80s Bits: Star Trek II – The Wrath of Khan

Star Trek II: The Wrath of Khan

Welcome back to 80s Bits, the weekly column in which we explore the best and worst of the Decade of Shame. With guest writers, hidden gems and more, it’s truly, truly, truly outrageous. 

Star Trek II: The Wrath of Khan (1982)

The Star Trek film franchise did not get off to a terrific start. Despite some solid box office receipts, executives and the public alike could not help but feel disappointed by Star Trek: The Motion Picture. Although it ambitiously tried to raise the Star Trek series from high camp to high art, many audiences found the film alienating and too abstract to support the length of the piece. They missed the clear antagonists present in the original Star Trek series, and the guns-blazing Captain Kirk at the helm of the Enterprise.  Star Trek II: The Wrath of Khan aimed to correct this.

It has been several years since the events of the first film, and Admiral James T. Kirk (William Shatner) is facing his advancing years and the future of his career for the first time. Longing for the adventures of the past, Kirk jumps at the chance to take the Enterprise on a training cruise with a group of new recruits. However, plans change when a space station researching the top-secret Genesis Project is attacked by one of Kirk’s old enemies, Khan Noonien Singh (Ricardo Montalbán). So Kirk and crew head off to save the day against the odds once again.

From the opening scenes of Star Trek II: The Wrath of Khan, it is evident that the first of many sequels is not going to be the same beige exercise as the first theatrical outing. Opening with a training exercise that sees all of the major characters “killed” off, the scene sets the tone for the rest of the film. The screenwriters have literally gone back to basics, taking plot threads from the 1967 episode “Space Seed” in which Khan is first introduced. This move could have pushed non-fans even further away, but the connection becomes almost irrelevant as the film hurtles action scene after action scene at us, the battling wits of Khan and Kirk at the centre of it all. This formula worked so well in the original series, and the “Captain versus Foe” motif would be used again in later films (including Star Trek: Nemesis and the most recent reworking of Star Trek). The rivalry takes on Shakespearean proportions, or more accurately an Ahab/Moby Dick relationship that is referenced a number of times through the film. It makes for nothing less than a thrill-a-minute roller coaster, punctuated by some brilliantly timed pieces of humour and drama.

Star Trek II: The Wrath of Khan

What was particularly bold about this film, is that it didn’t try and ignore the fact that the cast was aging. Instead, it embraced it and made it central to the narrative. Much of the humour from this and subsequent Star Trek films comes from the aging cast, and this instantly gives audiences a connection with the twenty-third century crew. The Kirk/Bones (DeForest Kelly)/Spock (Leonard Nimoy) mixture of close friendship and grumpy indignation is there from the start, and like Star Trek: The Motion Picture it manages to take aim at some of The Big Questions on the nature of existence. This time, it manages to do it with a permanently arched eyebrow. The age of the original cast was parodied over the next few decades, but Star Trek proved they were in on the gag from the start.

While some may make an argument for the later Star Trek IV: The Voyage Home, a winning combination of comedy and action, Star Trek II: The Wrath of Khan stands out from the original set of films as the best. It not only began a near-perfect story arc that would end with the aforementioned Voyage Home, but it set the template for future Trek films to come. By doing so, it ensured the future of a franchise that continues to this day. Star Trek: The Motion Picture may be credited with kick-starting the Star Trek movie franchise, but it is Star Trek II: The Wrath of Khan that made them work. Of all the Trek films we have ever known, this was the most…human.

NB: This review was presented in a similar format on DVDBits for the Blu-ray release in May 2009.

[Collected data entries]
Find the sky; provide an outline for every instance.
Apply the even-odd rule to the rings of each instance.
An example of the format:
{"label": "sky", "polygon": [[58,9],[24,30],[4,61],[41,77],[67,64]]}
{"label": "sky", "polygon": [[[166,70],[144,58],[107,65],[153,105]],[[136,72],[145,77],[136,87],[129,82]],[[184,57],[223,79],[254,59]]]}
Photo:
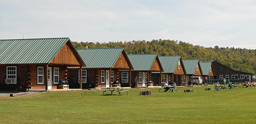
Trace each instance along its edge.
{"label": "sky", "polygon": [[173,40],[256,49],[250,0],[0,0],[0,39]]}

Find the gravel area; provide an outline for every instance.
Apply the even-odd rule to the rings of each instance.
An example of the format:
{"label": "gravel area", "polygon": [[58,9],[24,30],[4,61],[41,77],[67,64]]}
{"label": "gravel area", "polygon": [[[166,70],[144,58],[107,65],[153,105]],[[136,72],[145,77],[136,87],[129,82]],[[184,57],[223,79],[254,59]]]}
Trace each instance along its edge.
{"label": "gravel area", "polygon": [[[22,96],[28,96],[31,95],[33,94],[42,93],[45,91],[29,91],[28,92],[19,92],[19,91],[0,91],[0,99],[4,98],[11,98],[14,97],[20,97]],[[16,96],[10,96],[10,94],[21,94],[22,95]]]}

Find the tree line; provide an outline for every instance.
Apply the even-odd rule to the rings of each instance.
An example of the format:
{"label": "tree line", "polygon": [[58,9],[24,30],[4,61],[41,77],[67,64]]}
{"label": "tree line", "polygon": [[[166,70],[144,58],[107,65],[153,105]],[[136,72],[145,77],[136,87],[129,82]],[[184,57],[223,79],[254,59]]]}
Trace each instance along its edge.
{"label": "tree line", "polygon": [[158,56],[180,55],[182,59],[198,59],[206,62],[216,60],[234,70],[255,74],[256,49],[234,47],[205,48],[181,41],[153,40],[109,42],[73,42],[77,49],[99,48],[124,48],[127,54],[157,54]]}

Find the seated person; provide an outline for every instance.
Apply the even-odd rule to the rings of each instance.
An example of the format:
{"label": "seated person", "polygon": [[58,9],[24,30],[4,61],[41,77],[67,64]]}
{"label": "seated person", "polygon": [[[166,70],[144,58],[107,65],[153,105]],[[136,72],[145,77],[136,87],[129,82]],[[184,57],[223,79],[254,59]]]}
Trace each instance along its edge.
{"label": "seated person", "polygon": [[167,87],[168,86],[169,86],[168,85],[168,82],[166,81],[166,82],[165,82],[165,83],[164,83],[164,89],[165,89],[165,91],[164,91],[164,92],[166,92],[168,90],[169,90],[170,87]]}
{"label": "seated person", "polygon": [[219,91],[220,88],[219,86],[220,86],[220,83],[219,83],[219,82],[217,82],[217,83],[215,85],[215,88],[216,88],[216,91]]}
{"label": "seated person", "polygon": [[248,87],[248,86],[249,86],[249,85],[248,85],[248,84],[247,83],[245,83],[244,85],[245,85],[245,87]]}
{"label": "seated person", "polygon": [[[173,84],[173,88],[176,88],[176,87],[177,87],[177,86],[176,85],[176,83],[174,82],[174,84]],[[173,88],[172,89],[172,92],[173,91]]]}
{"label": "seated person", "polygon": [[234,86],[234,85],[232,84],[232,82],[229,82],[229,83],[228,83],[228,87],[230,87],[229,89],[231,89],[233,86]]}

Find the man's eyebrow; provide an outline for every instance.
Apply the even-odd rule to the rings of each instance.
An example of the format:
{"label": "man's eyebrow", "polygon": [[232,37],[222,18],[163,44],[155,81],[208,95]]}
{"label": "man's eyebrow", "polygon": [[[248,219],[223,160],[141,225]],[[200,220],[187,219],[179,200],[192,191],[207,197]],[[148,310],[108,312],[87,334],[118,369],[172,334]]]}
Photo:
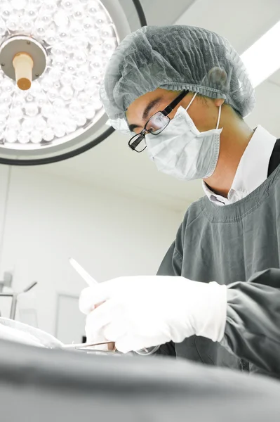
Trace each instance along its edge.
{"label": "man's eyebrow", "polygon": [[[157,97],[156,98],[154,98],[154,100],[150,101],[147,105],[147,107],[144,110],[143,114],[142,115],[142,120],[147,120],[149,113],[151,111],[151,110],[161,101],[161,98],[162,98],[161,96]],[[136,124],[135,123],[131,123],[131,124],[129,124],[129,126],[128,126],[129,130],[131,132],[133,132],[133,130],[135,129],[136,129],[136,127],[141,127],[141,124]]]}
{"label": "man's eyebrow", "polygon": [[156,106],[156,104],[158,104],[160,102],[161,98],[162,98],[162,97],[159,96],[159,97],[157,97],[157,98],[154,98],[154,100],[152,100],[152,101],[150,101],[149,103],[149,104],[147,106],[146,108],[145,109],[143,114],[142,115],[142,120],[147,120],[147,117],[149,115],[149,113],[151,111],[152,108],[153,108],[155,106]]}

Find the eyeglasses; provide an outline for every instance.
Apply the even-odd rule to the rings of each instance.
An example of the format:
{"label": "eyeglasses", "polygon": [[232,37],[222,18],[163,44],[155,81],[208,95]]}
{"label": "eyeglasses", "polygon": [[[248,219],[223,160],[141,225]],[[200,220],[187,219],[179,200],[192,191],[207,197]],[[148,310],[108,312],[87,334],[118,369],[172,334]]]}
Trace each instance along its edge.
{"label": "eyeglasses", "polygon": [[142,153],[147,148],[145,136],[149,133],[151,135],[159,135],[168,125],[170,118],[168,114],[178,106],[182,98],[189,92],[188,89],[182,91],[162,111],[158,111],[147,122],[144,129],[134,135],[128,141],[128,146],[136,153]]}

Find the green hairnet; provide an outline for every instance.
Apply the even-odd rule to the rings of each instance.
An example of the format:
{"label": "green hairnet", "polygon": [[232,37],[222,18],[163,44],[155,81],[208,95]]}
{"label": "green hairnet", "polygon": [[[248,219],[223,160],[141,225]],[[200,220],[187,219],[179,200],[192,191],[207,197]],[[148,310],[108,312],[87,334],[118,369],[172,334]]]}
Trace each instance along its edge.
{"label": "green hairnet", "polygon": [[225,98],[242,117],[255,103],[254,89],[234,49],[218,34],[196,27],[144,27],[121,42],[100,88],[111,124],[128,131],[128,106],[156,88]]}

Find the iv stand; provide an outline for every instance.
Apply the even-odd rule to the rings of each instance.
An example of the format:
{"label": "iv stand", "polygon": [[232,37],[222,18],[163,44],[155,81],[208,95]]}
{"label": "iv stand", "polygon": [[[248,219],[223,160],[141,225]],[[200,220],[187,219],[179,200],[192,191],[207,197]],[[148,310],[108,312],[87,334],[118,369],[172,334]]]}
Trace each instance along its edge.
{"label": "iv stand", "polygon": [[26,293],[29,292],[32,288],[35,287],[35,286],[38,284],[38,281],[34,281],[29,286],[26,287],[25,290],[20,293],[0,293],[0,298],[12,298],[12,304],[11,305],[11,312],[10,312],[10,319],[15,319],[15,311],[17,309],[17,303],[18,303],[18,295],[21,295],[22,293]]}

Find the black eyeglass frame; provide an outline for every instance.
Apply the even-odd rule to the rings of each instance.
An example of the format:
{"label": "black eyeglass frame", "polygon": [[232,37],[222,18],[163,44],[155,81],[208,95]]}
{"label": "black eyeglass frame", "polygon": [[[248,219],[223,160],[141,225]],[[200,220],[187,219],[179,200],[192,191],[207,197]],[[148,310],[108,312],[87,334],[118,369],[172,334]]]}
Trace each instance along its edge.
{"label": "black eyeglass frame", "polygon": [[[189,89],[186,89],[184,91],[182,91],[182,92],[170,103],[168,104],[168,106],[167,106],[167,107],[166,107],[164,108],[164,110],[161,110],[161,111],[157,111],[156,113],[155,113],[154,114],[152,115],[152,116],[151,116],[149,117],[149,119],[146,122],[145,125],[144,126],[144,129],[139,133],[139,134],[136,134],[135,135],[134,135],[132,138],[130,139],[130,140],[128,141],[128,146],[131,149],[132,149],[133,151],[135,151],[136,153],[142,153],[147,148],[147,145],[145,146],[145,148],[143,148],[142,150],[141,150],[140,151],[138,151],[136,150],[136,148],[138,146],[139,143],[140,142],[142,142],[142,141],[143,139],[145,139],[145,136],[146,135],[146,134],[149,133],[152,135],[154,136],[156,136],[159,135],[159,134],[161,134],[162,132],[162,131],[164,131],[169,124],[170,122],[170,118],[168,117],[168,114],[170,114],[171,113],[171,111],[173,111],[174,110],[174,108],[179,104],[179,103],[182,100],[182,98],[187,94],[189,94]],[[148,129],[147,129],[147,125],[148,124],[149,122],[157,114],[159,113],[161,113],[165,117],[168,117],[168,123],[166,124],[166,126],[164,126],[164,127],[162,128],[162,129],[157,132],[156,134],[153,133],[152,132],[151,132],[150,130],[149,130]],[[133,141],[134,139],[134,141]]]}

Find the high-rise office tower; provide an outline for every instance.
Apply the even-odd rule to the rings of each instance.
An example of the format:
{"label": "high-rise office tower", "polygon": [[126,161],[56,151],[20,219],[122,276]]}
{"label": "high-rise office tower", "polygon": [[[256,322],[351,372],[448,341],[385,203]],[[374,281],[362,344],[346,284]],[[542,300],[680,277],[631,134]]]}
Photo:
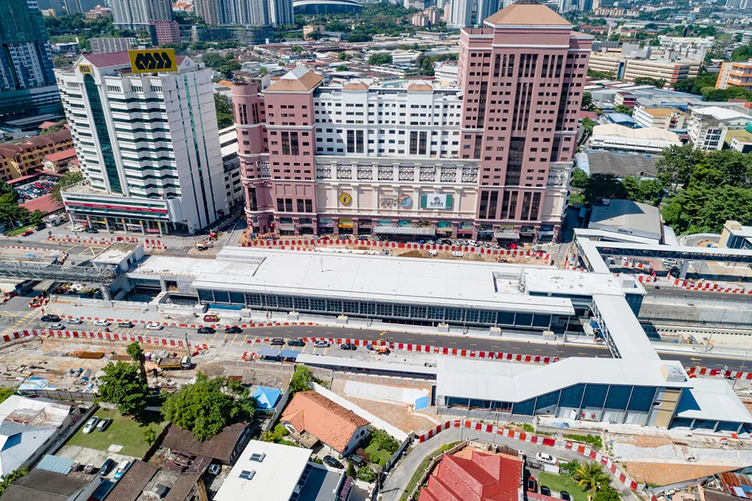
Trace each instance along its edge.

## WORK TO COMPLETE
• 1. Duplicate the stretch of the Wrath of Khan review from "Star Trek II: The Wrath of Khan (1982)" through "to correct this.".
• 2. In the Wrath of Khan review, which 1967 episode supplied the plot threads the screenwriters reused?

## OUTPUTS BY TASK
• 1.
Star Trek II: The Wrath of Khan (1982)

The Star Trek film franchise did not get off to a terrific start. Despite some solid box office receipts, executives and the public alike could not help but feel disappointed by Star Trek: The Motion Picture. Although it ambitiously tried to raise the Star Trek series from high camp to high art, many audiences found the film alienating and too abstract to support the length of the piece. They missed the clear antagonists present in the original Star Trek series, and the guns-blazing Captain Kirk at the helm of the Enterprise.  Star Trek II: The Wrath of Khan aimed to correct this.

• 2. "Space Seed," the episode in which Khan is first introduced.